[BEGIN]

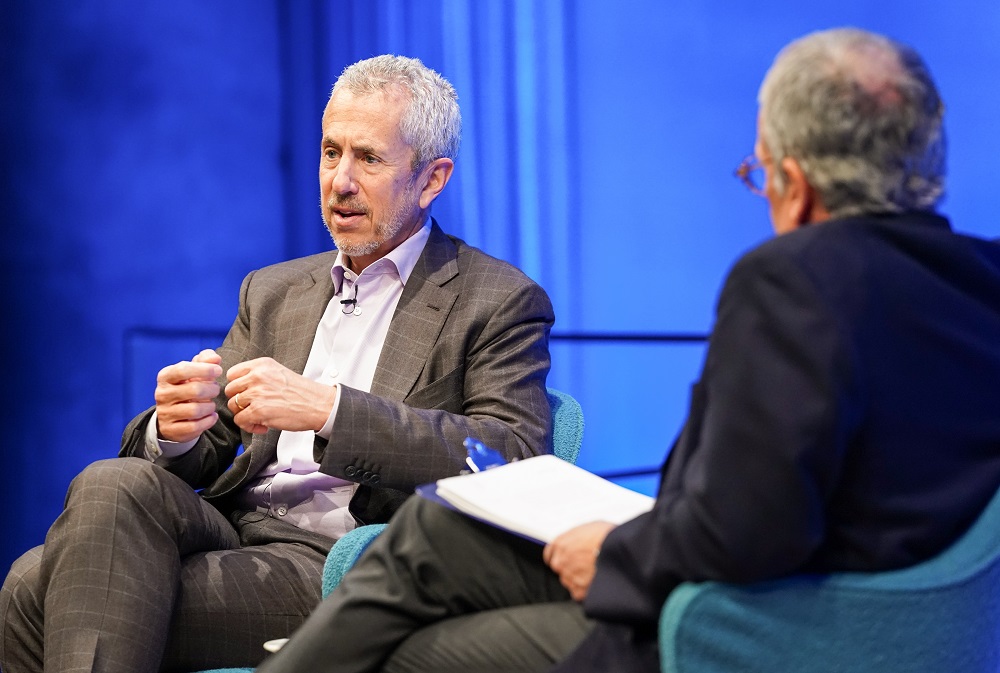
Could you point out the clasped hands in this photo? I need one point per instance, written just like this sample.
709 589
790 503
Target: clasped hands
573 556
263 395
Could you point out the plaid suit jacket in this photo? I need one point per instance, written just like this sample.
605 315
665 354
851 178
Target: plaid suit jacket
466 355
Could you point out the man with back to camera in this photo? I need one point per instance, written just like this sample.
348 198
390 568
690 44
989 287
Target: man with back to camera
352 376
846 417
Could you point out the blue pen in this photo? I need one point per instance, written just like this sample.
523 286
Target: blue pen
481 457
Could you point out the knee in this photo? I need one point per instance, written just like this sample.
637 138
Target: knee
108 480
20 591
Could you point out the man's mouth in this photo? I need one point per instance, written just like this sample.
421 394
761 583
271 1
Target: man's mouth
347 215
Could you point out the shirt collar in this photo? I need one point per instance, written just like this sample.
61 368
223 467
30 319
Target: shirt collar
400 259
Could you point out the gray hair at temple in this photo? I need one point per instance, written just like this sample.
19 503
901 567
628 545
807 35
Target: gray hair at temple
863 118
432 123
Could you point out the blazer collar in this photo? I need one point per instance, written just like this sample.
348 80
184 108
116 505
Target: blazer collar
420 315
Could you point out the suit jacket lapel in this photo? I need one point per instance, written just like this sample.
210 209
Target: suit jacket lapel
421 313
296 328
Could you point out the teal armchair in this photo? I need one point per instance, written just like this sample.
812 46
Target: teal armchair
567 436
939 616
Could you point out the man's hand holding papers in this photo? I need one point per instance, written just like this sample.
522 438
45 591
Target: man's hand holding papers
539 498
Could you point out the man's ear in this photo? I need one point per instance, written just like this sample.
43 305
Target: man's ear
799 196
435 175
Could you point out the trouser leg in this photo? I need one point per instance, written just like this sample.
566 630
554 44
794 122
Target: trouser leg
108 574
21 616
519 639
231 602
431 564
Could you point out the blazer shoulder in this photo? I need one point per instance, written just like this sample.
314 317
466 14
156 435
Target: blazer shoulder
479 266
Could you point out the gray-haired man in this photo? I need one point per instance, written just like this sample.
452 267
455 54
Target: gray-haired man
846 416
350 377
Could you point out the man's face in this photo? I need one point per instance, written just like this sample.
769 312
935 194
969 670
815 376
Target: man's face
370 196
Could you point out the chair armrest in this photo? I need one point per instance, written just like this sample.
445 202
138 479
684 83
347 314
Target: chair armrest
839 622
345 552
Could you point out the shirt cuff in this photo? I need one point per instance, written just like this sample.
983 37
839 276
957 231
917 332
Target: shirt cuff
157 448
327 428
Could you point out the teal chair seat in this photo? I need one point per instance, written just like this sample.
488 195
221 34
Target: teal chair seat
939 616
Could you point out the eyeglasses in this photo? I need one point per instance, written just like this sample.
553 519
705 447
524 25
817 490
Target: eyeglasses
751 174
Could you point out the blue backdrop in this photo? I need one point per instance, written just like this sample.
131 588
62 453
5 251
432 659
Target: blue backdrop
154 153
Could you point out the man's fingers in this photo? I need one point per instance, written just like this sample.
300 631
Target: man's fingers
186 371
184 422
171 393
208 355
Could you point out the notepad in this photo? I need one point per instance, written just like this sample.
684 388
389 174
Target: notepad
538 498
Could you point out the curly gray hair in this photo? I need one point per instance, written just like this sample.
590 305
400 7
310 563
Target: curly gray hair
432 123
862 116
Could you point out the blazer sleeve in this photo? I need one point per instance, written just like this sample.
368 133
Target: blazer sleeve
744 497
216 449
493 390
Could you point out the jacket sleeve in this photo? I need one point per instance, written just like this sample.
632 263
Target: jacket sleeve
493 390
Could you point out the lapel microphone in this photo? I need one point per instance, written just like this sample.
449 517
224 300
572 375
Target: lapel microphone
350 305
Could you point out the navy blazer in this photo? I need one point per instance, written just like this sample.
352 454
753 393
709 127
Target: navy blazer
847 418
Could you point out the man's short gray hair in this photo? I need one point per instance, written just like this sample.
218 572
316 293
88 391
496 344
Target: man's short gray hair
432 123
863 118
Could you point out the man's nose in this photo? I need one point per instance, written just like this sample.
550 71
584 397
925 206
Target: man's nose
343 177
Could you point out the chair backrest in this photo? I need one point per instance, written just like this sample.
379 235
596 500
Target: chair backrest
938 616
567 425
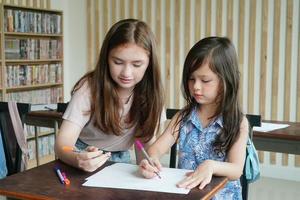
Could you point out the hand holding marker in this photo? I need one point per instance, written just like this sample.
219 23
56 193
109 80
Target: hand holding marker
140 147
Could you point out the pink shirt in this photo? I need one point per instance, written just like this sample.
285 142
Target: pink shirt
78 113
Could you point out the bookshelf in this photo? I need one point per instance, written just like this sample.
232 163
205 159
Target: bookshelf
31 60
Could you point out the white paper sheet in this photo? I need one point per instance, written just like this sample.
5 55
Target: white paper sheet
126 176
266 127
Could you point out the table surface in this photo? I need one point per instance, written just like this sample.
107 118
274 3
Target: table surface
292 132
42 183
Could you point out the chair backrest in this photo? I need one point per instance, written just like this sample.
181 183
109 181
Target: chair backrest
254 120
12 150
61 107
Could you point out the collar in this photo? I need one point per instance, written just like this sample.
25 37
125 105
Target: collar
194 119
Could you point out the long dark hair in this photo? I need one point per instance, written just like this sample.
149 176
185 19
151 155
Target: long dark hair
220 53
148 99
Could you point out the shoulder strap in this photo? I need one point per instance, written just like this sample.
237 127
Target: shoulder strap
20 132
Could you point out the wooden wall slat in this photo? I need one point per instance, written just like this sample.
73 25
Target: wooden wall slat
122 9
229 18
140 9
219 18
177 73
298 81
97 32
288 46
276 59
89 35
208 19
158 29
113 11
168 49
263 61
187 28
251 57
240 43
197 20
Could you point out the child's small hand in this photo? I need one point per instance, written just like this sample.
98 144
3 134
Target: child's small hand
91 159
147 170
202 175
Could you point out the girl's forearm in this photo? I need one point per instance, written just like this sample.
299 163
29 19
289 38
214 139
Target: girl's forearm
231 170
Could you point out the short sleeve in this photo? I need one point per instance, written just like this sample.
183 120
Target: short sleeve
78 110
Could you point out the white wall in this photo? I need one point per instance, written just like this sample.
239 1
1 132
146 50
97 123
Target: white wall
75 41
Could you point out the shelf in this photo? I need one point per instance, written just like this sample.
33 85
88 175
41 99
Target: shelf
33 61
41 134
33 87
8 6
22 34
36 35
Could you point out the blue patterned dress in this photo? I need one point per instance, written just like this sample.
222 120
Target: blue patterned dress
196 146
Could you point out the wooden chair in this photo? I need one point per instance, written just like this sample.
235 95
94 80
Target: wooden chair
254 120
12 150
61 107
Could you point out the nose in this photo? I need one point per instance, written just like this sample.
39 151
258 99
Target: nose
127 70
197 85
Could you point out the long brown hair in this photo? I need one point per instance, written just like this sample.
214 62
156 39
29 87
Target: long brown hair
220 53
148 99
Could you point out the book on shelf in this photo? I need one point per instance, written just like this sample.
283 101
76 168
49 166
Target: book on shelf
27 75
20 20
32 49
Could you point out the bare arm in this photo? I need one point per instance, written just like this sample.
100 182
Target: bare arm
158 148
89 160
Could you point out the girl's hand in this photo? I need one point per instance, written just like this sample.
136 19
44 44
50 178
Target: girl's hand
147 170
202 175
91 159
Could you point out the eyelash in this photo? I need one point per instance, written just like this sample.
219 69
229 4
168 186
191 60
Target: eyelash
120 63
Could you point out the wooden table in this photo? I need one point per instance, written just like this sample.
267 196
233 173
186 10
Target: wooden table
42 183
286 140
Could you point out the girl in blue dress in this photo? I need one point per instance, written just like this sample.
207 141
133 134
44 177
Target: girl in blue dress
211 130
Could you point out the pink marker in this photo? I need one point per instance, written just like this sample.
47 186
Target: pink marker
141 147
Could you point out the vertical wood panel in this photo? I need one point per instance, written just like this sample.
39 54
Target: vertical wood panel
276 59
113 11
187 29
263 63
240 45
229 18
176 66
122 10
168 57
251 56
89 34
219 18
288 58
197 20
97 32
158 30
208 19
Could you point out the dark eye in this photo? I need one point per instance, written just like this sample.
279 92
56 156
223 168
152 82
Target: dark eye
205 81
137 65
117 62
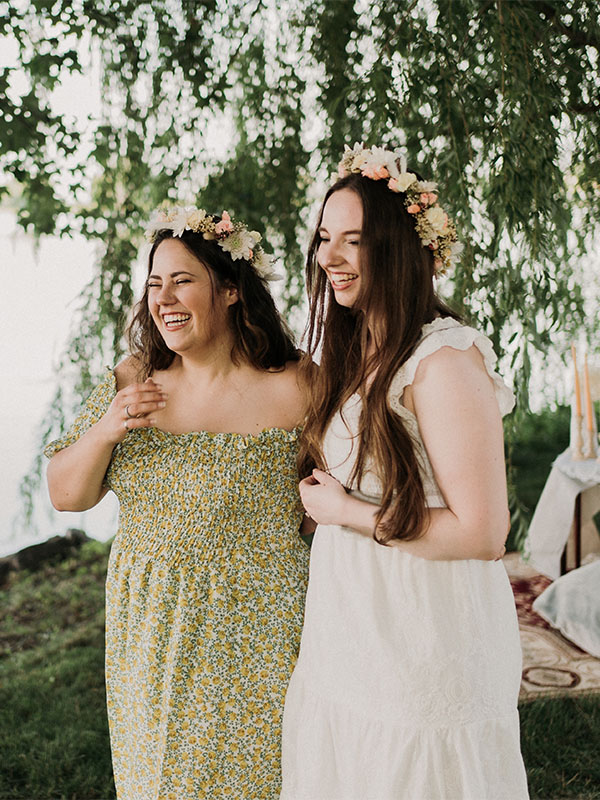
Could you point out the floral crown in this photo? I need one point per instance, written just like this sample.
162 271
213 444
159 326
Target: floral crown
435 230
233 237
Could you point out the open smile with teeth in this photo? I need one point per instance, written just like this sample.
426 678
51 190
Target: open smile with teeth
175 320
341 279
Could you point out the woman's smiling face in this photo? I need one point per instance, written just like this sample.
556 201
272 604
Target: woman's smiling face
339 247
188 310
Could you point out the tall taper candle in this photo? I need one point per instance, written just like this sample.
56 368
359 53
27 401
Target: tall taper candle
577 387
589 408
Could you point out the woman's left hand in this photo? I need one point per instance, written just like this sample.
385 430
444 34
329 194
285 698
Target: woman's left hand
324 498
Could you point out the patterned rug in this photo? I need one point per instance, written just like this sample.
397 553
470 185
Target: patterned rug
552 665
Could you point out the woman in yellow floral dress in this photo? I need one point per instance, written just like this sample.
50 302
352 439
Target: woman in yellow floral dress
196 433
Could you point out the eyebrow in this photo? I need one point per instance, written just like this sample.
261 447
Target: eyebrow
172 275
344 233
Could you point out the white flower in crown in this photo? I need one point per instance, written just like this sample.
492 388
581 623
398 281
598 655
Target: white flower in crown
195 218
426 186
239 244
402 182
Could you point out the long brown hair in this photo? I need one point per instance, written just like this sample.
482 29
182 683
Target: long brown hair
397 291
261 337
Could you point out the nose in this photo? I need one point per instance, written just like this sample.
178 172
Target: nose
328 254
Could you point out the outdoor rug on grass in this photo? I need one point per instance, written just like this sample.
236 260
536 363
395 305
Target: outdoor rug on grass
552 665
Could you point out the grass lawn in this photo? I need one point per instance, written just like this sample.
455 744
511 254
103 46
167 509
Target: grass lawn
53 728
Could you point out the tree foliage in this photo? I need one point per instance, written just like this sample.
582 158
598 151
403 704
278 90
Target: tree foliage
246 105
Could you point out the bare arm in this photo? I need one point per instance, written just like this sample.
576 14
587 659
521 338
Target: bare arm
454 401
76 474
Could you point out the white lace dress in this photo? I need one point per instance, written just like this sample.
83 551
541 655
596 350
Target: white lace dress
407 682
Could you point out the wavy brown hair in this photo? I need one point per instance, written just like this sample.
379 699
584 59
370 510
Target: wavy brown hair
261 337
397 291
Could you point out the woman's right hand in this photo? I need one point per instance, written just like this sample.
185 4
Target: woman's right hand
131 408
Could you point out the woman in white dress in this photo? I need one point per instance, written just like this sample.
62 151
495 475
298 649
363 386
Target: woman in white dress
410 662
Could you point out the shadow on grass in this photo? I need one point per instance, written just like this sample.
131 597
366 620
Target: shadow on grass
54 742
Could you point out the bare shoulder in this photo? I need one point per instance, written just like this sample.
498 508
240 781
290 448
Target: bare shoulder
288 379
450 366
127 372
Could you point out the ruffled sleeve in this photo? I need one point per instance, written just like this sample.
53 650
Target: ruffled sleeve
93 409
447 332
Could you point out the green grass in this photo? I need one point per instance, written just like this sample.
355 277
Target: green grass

[END]

In the entries above, take the line containing "Could you point out the white lace" and each later line through the last, and repeat them exactly. Output nothing else.

» **Expected output**:
Could you point out the white lace dress in this photo? I need one point per instance, written just like this sample.
83 551
541 655
596 350
Target: white lace dress
407 682
Could you point out the wavy brown hair in this photo? I need one point per instance, written just like this sample.
379 699
584 59
370 510
Target: wavy brown hair
261 337
397 291
Could you point out the woman's right hand in this photo? I need one point per instance, written just like this sample.
185 4
Target: woman's right hand
131 408
Could you point out the woman in white dress in this photo? I need one point per instance, written just like this sample.
62 151
495 475
298 649
363 386
Target: woman in white dress
410 662
Could you point out the shadow on grass in this photo? I need one point per instance, written just like this sample.
131 597
366 620
Target: shadow on grass
54 742
Could you point out the bare shoulder in this photo? I need one point per instance, written just like this sample.
498 508
240 781
290 448
Target: bare shoulder
288 379
450 366
127 372
Could you point out the ruffled sleeve in this photo? I need one point per instance, written just like this sample.
53 650
Target: ruffled sleeve
93 409
447 332
Could you point out the green grass in this photo? I need one point per instance, written just like this sample.
355 277
Target: green grass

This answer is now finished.